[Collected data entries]
BEGIN

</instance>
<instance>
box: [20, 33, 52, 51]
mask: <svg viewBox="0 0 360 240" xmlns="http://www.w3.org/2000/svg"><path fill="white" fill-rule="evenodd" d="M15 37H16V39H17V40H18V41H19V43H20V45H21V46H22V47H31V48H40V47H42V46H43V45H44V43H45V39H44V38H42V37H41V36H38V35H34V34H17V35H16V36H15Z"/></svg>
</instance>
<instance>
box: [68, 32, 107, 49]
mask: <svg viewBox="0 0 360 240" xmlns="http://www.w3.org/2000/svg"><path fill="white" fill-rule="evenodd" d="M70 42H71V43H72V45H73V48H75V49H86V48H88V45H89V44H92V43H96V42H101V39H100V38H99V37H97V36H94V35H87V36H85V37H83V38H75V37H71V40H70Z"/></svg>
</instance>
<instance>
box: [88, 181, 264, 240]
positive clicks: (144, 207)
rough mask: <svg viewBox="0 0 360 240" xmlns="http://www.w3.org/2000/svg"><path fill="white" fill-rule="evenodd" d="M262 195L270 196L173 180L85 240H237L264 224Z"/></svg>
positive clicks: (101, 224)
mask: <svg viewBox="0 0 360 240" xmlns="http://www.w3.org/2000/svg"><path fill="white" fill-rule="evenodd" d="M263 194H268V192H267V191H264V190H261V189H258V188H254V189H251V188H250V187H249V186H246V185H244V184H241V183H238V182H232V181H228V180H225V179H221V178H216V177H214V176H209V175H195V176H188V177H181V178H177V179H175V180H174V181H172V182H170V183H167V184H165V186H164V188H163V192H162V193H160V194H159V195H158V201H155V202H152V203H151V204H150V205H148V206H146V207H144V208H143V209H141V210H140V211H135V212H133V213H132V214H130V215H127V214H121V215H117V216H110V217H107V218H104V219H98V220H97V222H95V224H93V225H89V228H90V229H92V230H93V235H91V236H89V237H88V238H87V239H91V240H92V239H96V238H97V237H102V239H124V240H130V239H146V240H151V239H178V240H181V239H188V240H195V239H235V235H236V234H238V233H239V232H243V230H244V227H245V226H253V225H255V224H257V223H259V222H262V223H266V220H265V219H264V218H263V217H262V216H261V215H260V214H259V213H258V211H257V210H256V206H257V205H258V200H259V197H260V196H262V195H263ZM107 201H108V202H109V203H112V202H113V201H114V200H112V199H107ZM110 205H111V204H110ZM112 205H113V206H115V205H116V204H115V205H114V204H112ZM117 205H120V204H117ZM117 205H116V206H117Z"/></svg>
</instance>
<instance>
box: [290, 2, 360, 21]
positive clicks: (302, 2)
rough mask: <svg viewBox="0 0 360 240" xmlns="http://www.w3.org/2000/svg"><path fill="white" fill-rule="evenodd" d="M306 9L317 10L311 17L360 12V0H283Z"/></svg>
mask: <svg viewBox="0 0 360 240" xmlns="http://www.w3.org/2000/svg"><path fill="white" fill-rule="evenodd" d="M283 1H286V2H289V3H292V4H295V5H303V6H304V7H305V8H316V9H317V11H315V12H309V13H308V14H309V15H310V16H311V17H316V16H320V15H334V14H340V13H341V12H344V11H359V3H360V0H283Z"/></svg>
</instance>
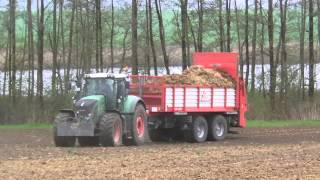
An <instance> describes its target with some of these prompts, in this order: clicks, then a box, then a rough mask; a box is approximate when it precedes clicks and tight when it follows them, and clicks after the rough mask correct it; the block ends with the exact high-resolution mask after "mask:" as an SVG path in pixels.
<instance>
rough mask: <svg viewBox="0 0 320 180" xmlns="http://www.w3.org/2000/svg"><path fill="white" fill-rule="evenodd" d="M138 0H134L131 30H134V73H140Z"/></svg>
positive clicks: (132, 42) (132, 2) (133, 67)
mask: <svg viewBox="0 0 320 180" xmlns="http://www.w3.org/2000/svg"><path fill="white" fill-rule="evenodd" d="M137 3H138V2H137V0H132V20H131V31H132V45H131V51H132V55H131V63H132V74H138V73H139V72H138V67H139V64H138V30H137V28H138V27H137V26H138V20H137V18H138V4H137Z"/></svg>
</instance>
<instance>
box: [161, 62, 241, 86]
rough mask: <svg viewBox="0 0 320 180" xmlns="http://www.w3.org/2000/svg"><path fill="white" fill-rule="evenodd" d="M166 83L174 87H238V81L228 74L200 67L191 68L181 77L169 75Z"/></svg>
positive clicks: (180, 76) (165, 78) (225, 72)
mask: <svg viewBox="0 0 320 180" xmlns="http://www.w3.org/2000/svg"><path fill="white" fill-rule="evenodd" d="M165 82H166V83H167V84H174V85H200V86H214V87H219V88H235V86H236V81H235V80H234V79H233V78H232V77H231V76H230V75H229V74H228V73H226V72H224V71H221V70H218V69H207V68H204V67H202V66H200V65H195V66H191V67H190V68H188V69H186V70H184V71H183V73H182V74H181V75H177V74H173V75H167V76H165Z"/></svg>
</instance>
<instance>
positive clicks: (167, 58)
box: [155, 0, 170, 74]
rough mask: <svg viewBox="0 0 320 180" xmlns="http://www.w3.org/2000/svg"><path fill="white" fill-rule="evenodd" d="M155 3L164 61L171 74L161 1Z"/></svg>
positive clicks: (160, 40) (162, 51)
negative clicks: (163, 24) (157, 18)
mask: <svg viewBox="0 0 320 180" xmlns="http://www.w3.org/2000/svg"><path fill="white" fill-rule="evenodd" d="M155 4H156V11H157V15H158V21H159V34H160V42H161V49H162V54H163V62H164V65H165V68H166V71H167V74H170V69H169V57H168V54H167V49H166V36H165V31H164V25H163V19H162V9H161V1H160V0H155Z"/></svg>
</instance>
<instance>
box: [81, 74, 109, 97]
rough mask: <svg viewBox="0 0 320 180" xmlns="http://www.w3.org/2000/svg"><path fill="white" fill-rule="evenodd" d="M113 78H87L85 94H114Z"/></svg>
mask: <svg viewBox="0 0 320 180" xmlns="http://www.w3.org/2000/svg"><path fill="white" fill-rule="evenodd" d="M113 84H114V80H113V79H107V78H92V79H86V83H85V86H84V95H85V96H91V95H105V96H108V95H111V96H112V94H113Z"/></svg>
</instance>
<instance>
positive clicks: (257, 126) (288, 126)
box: [247, 120, 320, 128]
mask: <svg viewBox="0 0 320 180" xmlns="http://www.w3.org/2000/svg"><path fill="white" fill-rule="evenodd" d="M247 127H248V128H276V127H279V128H281V127H320V120H270V121H267V120H248V121H247Z"/></svg>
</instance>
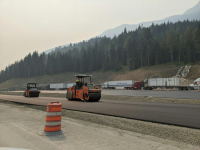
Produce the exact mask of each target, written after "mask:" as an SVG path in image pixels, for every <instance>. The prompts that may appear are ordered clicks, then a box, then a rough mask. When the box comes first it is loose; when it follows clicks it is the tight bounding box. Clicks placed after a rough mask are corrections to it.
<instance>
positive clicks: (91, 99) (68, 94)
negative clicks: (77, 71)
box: [66, 74, 101, 101]
mask: <svg viewBox="0 0 200 150" xmlns="http://www.w3.org/2000/svg"><path fill="white" fill-rule="evenodd" d="M75 77H76V78H78V79H77V80H76V85H74V86H72V87H70V88H68V90H67V93H66V98H67V99H68V100H76V99H80V100H83V101H99V100H100V99H101V90H100V89H99V88H98V87H97V86H94V85H93V84H91V77H92V75H82V74H79V75H75ZM85 78H89V79H90V84H87V83H85V82H84V79H85Z"/></svg>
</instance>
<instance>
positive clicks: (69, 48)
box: [44, 1, 200, 54]
mask: <svg viewBox="0 0 200 150" xmlns="http://www.w3.org/2000/svg"><path fill="white" fill-rule="evenodd" d="M187 19H188V20H190V21H191V20H200V1H199V2H198V3H197V4H196V5H195V6H194V7H192V8H190V9H188V10H187V11H185V12H184V13H183V14H182V15H174V16H170V17H167V18H165V19H162V20H155V21H149V22H142V23H138V24H133V25H130V24H122V25H120V26H117V27H116V28H113V29H108V30H106V31H104V32H103V33H102V34H100V35H98V36H97V37H103V36H106V37H111V38H113V37H114V36H115V35H116V36H118V35H119V34H121V33H122V32H123V30H124V28H126V30H127V31H133V30H135V29H137V28H138V27H139V26H143V27H149V26H151V25H152V23H154V24H158V25H159V24H162V23H164V22H165V23H167V22H172V23H175V22H178V21H184V20H187ZM81 43H82V42H80V43H76V44H79V45H80V46H74V47H75V48H79V49H80V48H81V47H82V46H84V44H83V45H82V44H81ZM91 45H93V43H92V44H91ZM67 46H69V44H66V45H62V46H61V47H60V48H63V47H66V50H69V49H70V48H69V47H67ZM53 51H55V52H58V51H60V52H64V51H65V50H63V49H62V50H59V48H58V47H57V48H56V47H55V48H52V49H49V50H46V51H44V52H45V53H46V54H48V53H50V52H53Z"/></svg>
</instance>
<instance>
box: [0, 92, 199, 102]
mask: <svg viewBox="0 0 200 150" xmlns="http://www.w3.org/2000/svg"><path fill="white" fill-rule="evenodd" d="M0 94H3V95H17V96H23V92H3V91H0ZM40 97H59V98H66V93H65V92H64V93H59V92H58V93H40ZM101 99H104V100H118V101H133V102H137V101H139V102H157V103H183V104H200V100H199V99H176V98H158V97H151V96H148V97H142V96H136V97H133V96H122V95H120V96H119V95H101Z"/></svg>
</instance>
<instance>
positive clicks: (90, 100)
mask: <svg viewBox="0 0 200 150" xmlns="http://www.w3.org/2000/svg"><path fill="white" fill-rule="evenodd" d="M100 99H101V93H89V100H88V101H99V100H100Z"/></svg>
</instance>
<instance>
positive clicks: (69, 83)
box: [65, 83, 75, 89]
mask: <svg viewBox="0 0 200 150" xmlns="http://www.w3.org/2000/svg"><path fill="white" fill-rule="evenodd" d="M74 85H75V83H66V84H65V88H66V89H68V88H70V87H72V86H74Z"/></svg>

END

## [Directions for this task]
Copy out every line of the records above that contains the word "positive".

## [Exercise output]
positive clicks: (144, 207)
positive clicks: (101, 224)
positive clicks: (302, 2)
positive clicks: (132, 42) (132, 2) (133, 67)
positive clicks: (180, 76) (165, 78) (225, 72)
positive clicks: (167, 58)
positive clicks: (160, 40) (162, 51)
positive clicks: (257, 126) (288, 126)
positive clicks: (91, 99) (68, 94)
positive clicks: (69, 48)
positive clicks: (90, 100)
positive clicks: (69, 83)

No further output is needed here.